Stated task >> Convert the data below into a CSV with two columns, headed text and answer. Each row holds one block of wording in the text column and the points that follow it in the answer column, every field in double quotes with line breaks turned into spaces.

Records of labeled points
◇ ◇ ◇ ◇ ◇
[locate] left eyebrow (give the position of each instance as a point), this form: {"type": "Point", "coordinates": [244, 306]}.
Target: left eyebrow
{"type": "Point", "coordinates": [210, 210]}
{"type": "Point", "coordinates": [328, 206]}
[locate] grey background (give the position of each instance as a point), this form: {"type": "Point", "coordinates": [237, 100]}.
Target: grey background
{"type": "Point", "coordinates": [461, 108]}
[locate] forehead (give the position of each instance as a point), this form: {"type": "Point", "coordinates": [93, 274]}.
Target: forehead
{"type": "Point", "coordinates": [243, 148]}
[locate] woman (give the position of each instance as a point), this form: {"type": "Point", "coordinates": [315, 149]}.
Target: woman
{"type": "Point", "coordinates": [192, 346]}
◇ ◇ ◇ ◇ ◇
Output for this task >>
text,answer
"[locate] left eyebrow (give the position of each instance as a point), this form: {""type"": ""Point"", ""coordinates"": [244, 306]}. Target: left eyebrow","{""type"": ""Point"", ""coordinates"": [210, 210]} {""type"": ""Point"", ""coordinates"": [328, 206]}"
"[locate] grey background (give the position of each instance as a point), this form: {""type"": ""Point"", ""coordinates"": [237, 100]}. Target: grey background","{""type"": ""Point"", ""coordinates"": [461, 108]}"
"[locate] forehead (give the position of each instance as a point), this form: {""type"": ""Point"", ""coordinates"": [93, 274]}. Target: forehead","{""type"": ""Point"", ""coordinates"": [243, 148]}"
"[locate] woman (give the position of each instance as a point), this form: {""type"": ""Point"", ""coordinates"": [315, 149]}. Target: woman","{""type"": ""Point"", ""coordinates"": [192, 346]}"